------ Supplied information ------

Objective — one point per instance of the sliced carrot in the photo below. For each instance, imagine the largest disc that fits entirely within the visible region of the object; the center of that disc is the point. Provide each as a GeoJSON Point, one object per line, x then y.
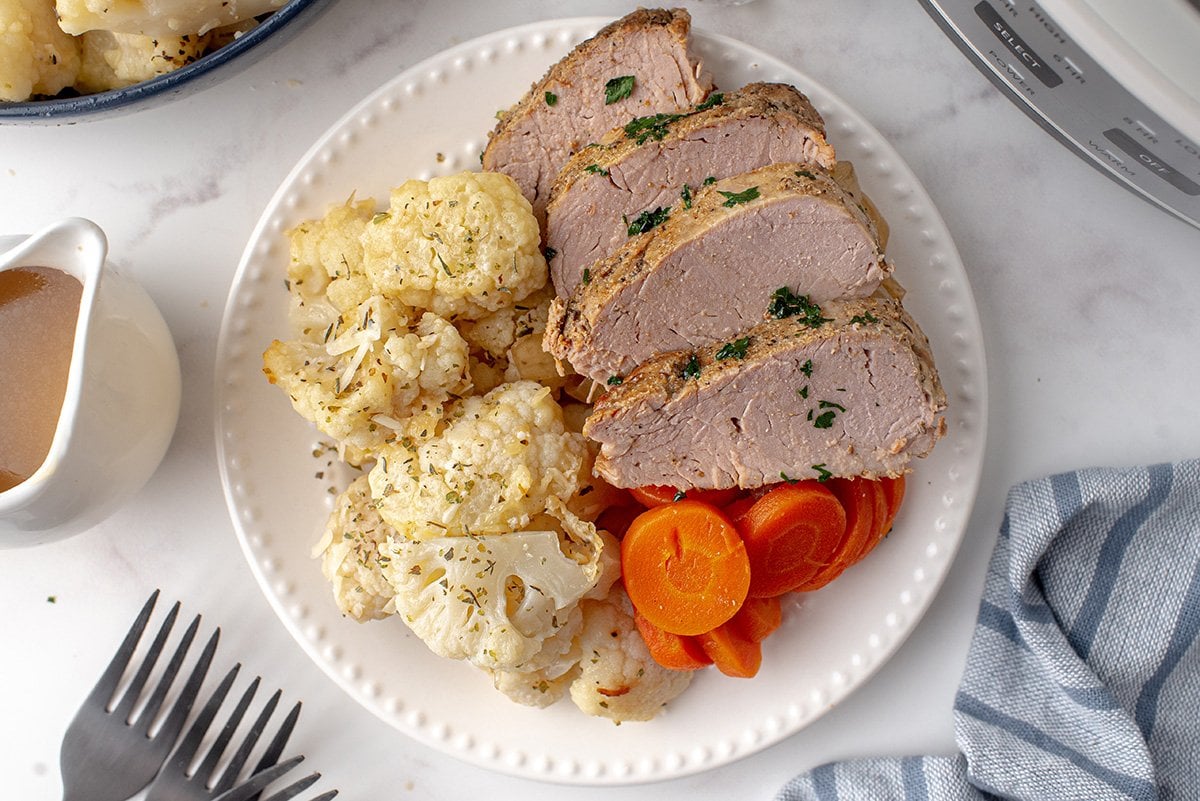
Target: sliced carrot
{"type": "Point", "coordinates": [893, 491]}
{"type": "Point", "coordinates": [658, 495]}
{"type": "Point", "coordinates": [684, 566]}
{"type": "Point", "coordinates": [731, 652]}
{"type": "Point", "coordinates": [757, 619]}
{"type": "Point", "coordinates": [864, 504]}
{"type": "Point", "coordinates": [791, 533]}
{"type": "Point", "coordinates": [672, 651]}
{"type": "Point", "coordinates": [616, 519]}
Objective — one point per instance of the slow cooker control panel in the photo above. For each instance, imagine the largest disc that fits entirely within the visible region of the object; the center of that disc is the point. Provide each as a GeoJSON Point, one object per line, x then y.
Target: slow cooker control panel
{"type": "Point", "coordinates": [1021, 49]}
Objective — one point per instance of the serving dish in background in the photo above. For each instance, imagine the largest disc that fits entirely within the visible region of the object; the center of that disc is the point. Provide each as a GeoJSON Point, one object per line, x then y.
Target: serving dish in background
{"type": "Point", "coordinates": [279, 480]}
{"type": "Point", "coordinates": [219, 65]}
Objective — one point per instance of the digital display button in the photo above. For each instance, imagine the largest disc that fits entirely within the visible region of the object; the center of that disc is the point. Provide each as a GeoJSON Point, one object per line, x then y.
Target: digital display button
{"type": "Point", "coordinates": [1025, 55]}
{"type": "Point", "coordinates": [1152, 162]}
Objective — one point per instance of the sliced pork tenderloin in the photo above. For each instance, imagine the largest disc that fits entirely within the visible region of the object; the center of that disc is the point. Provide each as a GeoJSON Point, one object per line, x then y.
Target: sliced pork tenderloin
{"type": "Point", "coordinates": [711, 270]}
{"type": "Point", "coordinates": [846, 390]}
{"type": "Point", "coordinates": [635, 66]}
{"type": "Point", "coordinates": [637, 172]}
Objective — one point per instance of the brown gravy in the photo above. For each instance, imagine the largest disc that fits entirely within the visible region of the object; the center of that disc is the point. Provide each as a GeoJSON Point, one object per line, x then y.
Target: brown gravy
{"type": "Point", "coordinates": [39, 308]}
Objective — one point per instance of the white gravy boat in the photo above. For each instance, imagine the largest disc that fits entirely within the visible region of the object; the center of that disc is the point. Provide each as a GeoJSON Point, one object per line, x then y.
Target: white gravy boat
{"type": "Point", "coordinates": [121, 399]}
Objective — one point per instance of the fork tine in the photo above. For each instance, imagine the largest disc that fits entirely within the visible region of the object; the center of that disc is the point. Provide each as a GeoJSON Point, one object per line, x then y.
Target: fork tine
{"type": "Point", "coordinates": [168, 676]}
{"type": "Point", "coordinates": [280, 741]}
{"type": "Point", "coordinates": [191, 741]}
{"type": "Point", "coordinates": [124, 709]}
{"type": "Point", "coordinates": [295, 788]}
{"type": "Point", "coordinates": [208, 768]}
{"type": "Point", "coordinates": [256, 783]}
{"type": "Point", "coordinates": [106, 687]}
{"type": "Point", "coordinates": [239, 759]}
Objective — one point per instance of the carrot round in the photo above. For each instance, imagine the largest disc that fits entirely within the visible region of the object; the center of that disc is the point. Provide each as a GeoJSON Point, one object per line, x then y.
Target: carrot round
{"type": "Point", "coordinates": [757, 619]}
{"type": "Point", "coordinates": [684, 566]}
{"type": "Point", "coordinates": [731, 652]}
{"type": "Point", "coordinates": [672, 651]}
{"type": "Point", "coordinates": [658, 494]}
{"type": "Point", "coordinates": [791, 534]}
{"type": "Point", "coordinates": [893, 492]}
{"type": "Point", "coordinates": [864, 504]}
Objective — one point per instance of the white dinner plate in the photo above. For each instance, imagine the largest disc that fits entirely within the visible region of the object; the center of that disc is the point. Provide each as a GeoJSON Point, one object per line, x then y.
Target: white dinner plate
{"type": "Point", "coordinates": [433, 120]}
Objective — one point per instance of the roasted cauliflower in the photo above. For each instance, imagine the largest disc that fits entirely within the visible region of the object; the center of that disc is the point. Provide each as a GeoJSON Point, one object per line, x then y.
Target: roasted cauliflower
{"type": "Point", "coordinates": [618, 679]}
{"type": "Point", "coordinates": [497, 464]}
{"type": "Point", "coordinates": [461, 246]}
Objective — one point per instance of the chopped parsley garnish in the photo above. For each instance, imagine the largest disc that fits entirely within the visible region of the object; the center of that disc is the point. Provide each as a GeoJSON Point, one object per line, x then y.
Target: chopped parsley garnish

------

* **Aim**:
Reproduce all of the material above with every "disc" switched to "circle" and nothing else changed, leaving out the pictures.

* **Task response**:
Objective — one point per instance of the sliced carrot in the photo below. For each instance, imagine the largest circle that fits entirely within the visible region of the object; the center of that circle is the point. Provide each as a GeoJSON Point, one object per line, x then y.
Target: sliced carrot
{"type": "Point", "coordinates": [893, 491]}
{"type": "Point", "coordinates": [658, 495]}
{"type": "Point", "coordinates": [684, 566]}
{"type": "Point", "coordinates": [731, 652]}
{"type": "Point", "coordinates": [757, 619]}
{"type": "Point", "coordinates": [864, 504]}
{"type": "Point", "coordinates": [791, 533]}
{"type": "Point", "coordinates": [672, 651]}
{"type": "Point", "coordinates": [616, 519]}
Objective — one point per instance of the slow cooker control panel in the photo above. For each instance, imagine the largest circle that fits entirely within the visible region of the object; the center of that circle is the point. Provide each as a GeoJSON Point, one object per line, x then y.
Target: slow cooker control panel
{"type": "Point", "coordinates": [1021, 49]}
Objective — one point per instance of the serving dish in background in the photo above. For each instance, imagine the largest circle that fits entirely within the visible region of the object; the center of that circle is the point. Provide each as a GeoJSON Point, one object per line, x then y.
Target: serving dish in background
{"type": "Point", "coordinates": [279, 480]}
{"type": "Point", "coordinates": [219, 65]}
Objective — one point per instance of the digital display button in the photo above. For each instance, imagine the largest circle that fits entirely within the visible region of the object; the center of that circle is the point. Provide each as a GeoJSON Point, one object per line, x then y.
Target: digital display button
{"type": "Point", "coordinates": [1025, 55]}
{"type": "Point", "coordinates": [1152, 162]}
Objective — one point per instance of the sliced pork tenderloin in the photo above. For each instance, imagine the largest circle that fits entirely within the visible region of the object; the center of that circle is the point. Provide each as a GeoJSON Point, one object per line, x then y.
Target: sliced pork tenderloin
{"type": "Point", "coordinates": [711, 270]}
{"type": "Point", "coordinates": [846, 390]}
{"type": "Point", "coordinates": [635, 66]}
{"type": "Point", "coordinates": [637, 172]}
Objective — one point per instance of the brown gravy in the photo above. For each instance, imagine the largest circle that fits entirely within the visible region of the object; the center of that circle is the point. Provide each as a GeoJSON Point, one object per line, x then y.
Target: brown gravy
{"type": "Point", "coordinates": [39, 308]}
Objective — one point per instance of the white gravy boat in the photo above. For each instance, imagine the largest circle that fits entirely within the visible region of the object; the center of that circle is the point. Provide each as a GeoJSON Point, one object per line, x then y.
Target: white gravy boat
{"type": "Point", "coordinates": [121, 399]}
Objective — one point per instance of the fork tine in the photo above. For each instance, imagine the largest circle that fits entirely within the visible region of the object; the center of that circle is the point. Provide each as a GeoJSON Point, one object per line, x then y.
Target: fork tine
{"type": "Point", "coordinates": [168, 676]}
{"type": "Point", "coordinates": [280, 741]}
{"type": "Point", "coordinates": [191, 741]}
{"type": "Point", "coordinates": [124, 709]}
{"type": "Point", "coordinates": [295, 788]}
{"type": "Point", "coordinates": [208, 768]}
{"type": "Point", "coordinates": [256, 783]}
{"type": "Point", "coordinates": [106, 687]}
{"type": "Point", "coordinates": [239, 759]}
Objective — one point per instance of the carrot round in the photo above. For each instance, imagine the largest circle that fits entirely within the visible region of the object; the center of that circle is the point. Provide each as a GeoJSON Point, one object per line, x then y.
Target: carrot round
{"type": "Point", "coordinates": [757, 619]}
{"type": "Point", "coordinates": [684, 566]}
{"type": "Point", "coordinates": [731, 652]}
{"type": "Point", "coordinates": [672, 651]}
{"type": "Point", "coordinates": [658, 494]}
{"type": "Point", "coordinates": [791, 534]}
{"type": "Point", "coordinates": [893, 492]}
{"type": "Point", "coordinates": [864, 504]}
Objective — one point per instance of the white dinner plate in the photo above. For each instance, imagine the largest circle that fits entirely within the visible region of the object; the center of that circle is the point. Provide each as a GeoJSON Point, one object per line, x then y.
Target: white dinner plate
{"type": "Point", "coordinates": [433, 120]}
Objective — one point per instance of the roasted cauliflower in the photo above. For each instance, imagine the largest circle that fits entirely within the visible region of the object; the center of that circle is the point. Provide each as a GeoJSON Point, one object per line, x then y.
Target: roasted cauliflower
{"type": "Point", "coordinates": [618, 679]}
{"type": "Point", "coordinates": [497, 464]}
{"type": "Point", "coordinates": [461, 246]}
Objective — one point per instance of the chopped parsley garnish in the photo above. For each instance, imagine the largest circle that fits entirely within the visible region of the object; the center of that circle is the point. Provide each as a GeoJSON Point, one object per line, x then y.
Target: chopped parsley garnish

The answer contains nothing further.